▶ **What to do**: Copy each record below exactly, please, and leave its pictures out.

──────── Source material ────────

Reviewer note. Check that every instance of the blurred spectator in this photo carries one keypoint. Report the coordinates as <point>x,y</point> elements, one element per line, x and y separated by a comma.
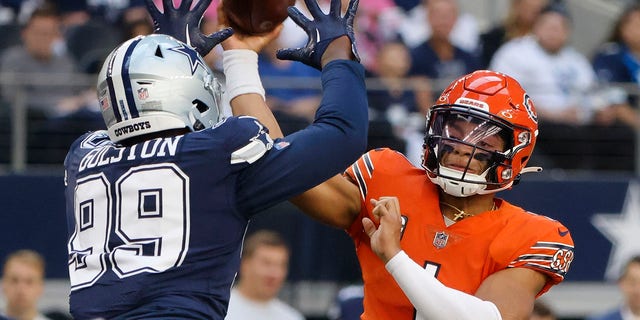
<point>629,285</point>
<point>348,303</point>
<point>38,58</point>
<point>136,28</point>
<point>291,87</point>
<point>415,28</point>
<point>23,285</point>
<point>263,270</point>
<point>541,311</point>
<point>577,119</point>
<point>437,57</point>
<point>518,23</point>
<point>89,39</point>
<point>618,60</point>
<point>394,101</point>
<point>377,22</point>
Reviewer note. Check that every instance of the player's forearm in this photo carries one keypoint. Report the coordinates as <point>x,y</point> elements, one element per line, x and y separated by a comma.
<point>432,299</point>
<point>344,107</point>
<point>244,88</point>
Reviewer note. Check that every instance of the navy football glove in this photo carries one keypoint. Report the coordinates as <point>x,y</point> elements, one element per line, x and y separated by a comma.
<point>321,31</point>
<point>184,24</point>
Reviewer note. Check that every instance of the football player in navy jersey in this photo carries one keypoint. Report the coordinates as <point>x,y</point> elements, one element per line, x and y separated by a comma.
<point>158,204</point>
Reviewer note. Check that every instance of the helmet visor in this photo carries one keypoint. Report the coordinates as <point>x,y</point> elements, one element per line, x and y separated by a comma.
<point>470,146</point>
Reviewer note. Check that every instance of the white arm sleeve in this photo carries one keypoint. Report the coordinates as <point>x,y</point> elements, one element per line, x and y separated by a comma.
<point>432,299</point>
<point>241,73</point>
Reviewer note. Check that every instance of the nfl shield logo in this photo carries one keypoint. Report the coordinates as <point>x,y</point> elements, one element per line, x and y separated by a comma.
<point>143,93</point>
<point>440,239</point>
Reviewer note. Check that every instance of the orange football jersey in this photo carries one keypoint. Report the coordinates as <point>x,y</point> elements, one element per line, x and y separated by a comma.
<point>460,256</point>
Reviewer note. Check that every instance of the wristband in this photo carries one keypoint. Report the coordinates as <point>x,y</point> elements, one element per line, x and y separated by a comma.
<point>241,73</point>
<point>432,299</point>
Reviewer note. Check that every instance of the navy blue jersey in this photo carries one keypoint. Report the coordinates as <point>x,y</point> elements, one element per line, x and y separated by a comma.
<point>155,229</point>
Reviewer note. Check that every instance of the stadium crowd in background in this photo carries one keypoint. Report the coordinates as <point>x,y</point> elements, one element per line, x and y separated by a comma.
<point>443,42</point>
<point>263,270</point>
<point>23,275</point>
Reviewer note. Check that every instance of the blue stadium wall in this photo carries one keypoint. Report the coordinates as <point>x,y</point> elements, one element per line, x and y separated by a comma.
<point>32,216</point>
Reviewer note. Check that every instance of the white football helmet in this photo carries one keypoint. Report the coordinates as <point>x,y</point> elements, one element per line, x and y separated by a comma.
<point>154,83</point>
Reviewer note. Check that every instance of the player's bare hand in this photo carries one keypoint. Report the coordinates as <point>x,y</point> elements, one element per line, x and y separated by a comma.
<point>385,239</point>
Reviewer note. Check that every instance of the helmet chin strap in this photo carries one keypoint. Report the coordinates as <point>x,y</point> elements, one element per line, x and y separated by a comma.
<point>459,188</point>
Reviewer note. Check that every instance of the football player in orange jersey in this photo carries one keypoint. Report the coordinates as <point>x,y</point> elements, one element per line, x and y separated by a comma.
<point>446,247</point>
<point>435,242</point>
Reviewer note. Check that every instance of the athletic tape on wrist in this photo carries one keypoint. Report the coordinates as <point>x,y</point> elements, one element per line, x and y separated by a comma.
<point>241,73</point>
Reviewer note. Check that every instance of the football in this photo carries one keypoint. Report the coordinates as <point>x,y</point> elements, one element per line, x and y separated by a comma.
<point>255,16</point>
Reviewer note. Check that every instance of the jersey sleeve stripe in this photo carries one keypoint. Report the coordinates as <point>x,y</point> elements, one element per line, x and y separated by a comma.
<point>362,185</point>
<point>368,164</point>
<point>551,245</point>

────────

▶ **Exercise solution**:
Reviewer note. Check that every instance of the blurred spectator in this photo carries one keypoint. Report the coordinates as <point>x,y</point> elements, one element per line, x and y separated by a comma.
<point>629,285</point>
<point>348,303</point>
<point>38,58</point>
<point>136,28</point>
<point>291,87</point>
<point>415,28</point>
<point>23,285</point>
<point>263,270</point>
<point>541,311</point>
<point>577,119</point>
<point>437,57</point>
<point>518,23</point>
<point>89,39</point>
<point>618,60</point>
<point>394,101</point>
<point>377,22</point>
Reviewer note. Check that every instance of the player's forearm in this photo carries one keypoint. Report the coordinates as <point>x,y</point> elements, one element per line, x and y separated by a comma.
<point>432,299</point>
<point>344,107</point>
<point>244,88</point>
Reviewer note. Check that every instance of the navy football glove in this photo carries one keypoint. Report the coordinates as <point>x,y</point> elements, one element per line, x and y separated by a comma.
<point>321,31</point>
<point>184,24</point>
Reviewer note. Check that every instance of the football player in navy jersey in this photo carries one keypoint. Report the coordinates as <point>x,y</point> elements, one element per line, x and y separated by a comma.
<point>158,204</point>
Reviewer note. Check that every instance of the helmet visor in this photo carries one keypoint. Report the coordinates as <point>x,y</point> elements, one element per line, x and y separated by a comma.
<point>470,146</point>
Reviewer note. Check that every instance of the white arm sleeve in this photo carries one keypoint. Report the coordinates as <point>x,y</point> elements, one element per line, x and y separated by a comma.
<point>432,299</point>
<point>241,73</point>
Reviewer note. Check that every instance of the nfl shield logo in this photo carries one keypoint. Report the coordinates as <point>x,y</point> elements, one element per line, x and y separated by a comma.
<point>143,93</point>
<point>440,239</point>
Reviewer note. Check that every instance of the orange football jersey in this photo carries one keypoint. Report the coordinates as <point>x,y</point> elements, one element per line, x and y separated by a comma.
<point>460,256</point>
Reviewer note. Check that every instance of the wristband in this photo carries one keypoint. Report the coordinates as <point>x,y</point> elements, one element per line, x and y separated by a comma.
<point>241,73</point>
<point>432,299</point>
Reviewer note. Check that every instance of the navy blue jersey in this photo carries one keypoint. Report the coordinates as <point>x,y</point> elements, one element per line, x and y separated by a comma.
<point>155,229</point>
Reviewer note. Check that every instance of the stadium crowd in background in this photo carries one keypoint. Report the coordinates as <point>x,y</point> elements, one element per line, x and y separated by a comma.
<point>443,42</point>
<point>263,270</point>
<point>23,275</point>
Reviewer note. Check that every instance of the blue stadium wall in this photo carries one keypoint. Report the coordinates as <point>x,y</point> elements, one element per line, x and y separated by a comma.
<point>32,216</point>
Reviewer note. Check that every instance of the white football helmet in this photo carries one keypoint. Report the coordinates as <point>x,y</point> elements, one element per line, x and y separated by a comma.
<point>154,83</point>
Reviewer note. Check that every instance of the player's bare hand in this photo carries one keypoint. Report the coordinates as <point>x,y</point> elements, one element per line, x and y separated by a comma.
<point>385,239</point>
Reviewer note. Check that every instance of the helmet chin strap in this photo carries one keypoint. Report the coordinates as <point>x,y</point> elements, one element per line, x and y separated by a comma.
<point>459,188</point>
Reviewer note. Check that every instance of the football player in orange jersey in this photo carries one keypoint. Report the coordinates as <point>x,y</point> elements, one element per line, x and y separated by a comma.
<point>446,247</point>
<point>435,242</point>
Reviewer note. Check that every instance of the athletic tape on wrist in this photo carries one keypoint. Report the coordinates as <point>x,y</point> elements, one element per line, x and y separated by a comma.
<point>241,73</point>
Reviewer note. Check that every instance of the football in this photo carries one keypoint. Report the coordinates as <point>x,y</point> elements, one element per line, x and y separated by a comma.
<point>255,16</point>
Reviewer note. Check that every instance of the jersey sleeve stripe in this photo carries one keypoint. Report the coordinates as <point>x,y</point> elements, one element per line, x and y separated by a comma.
<point>362,185</point>
<point>368,164</point>
<point>551,245</point>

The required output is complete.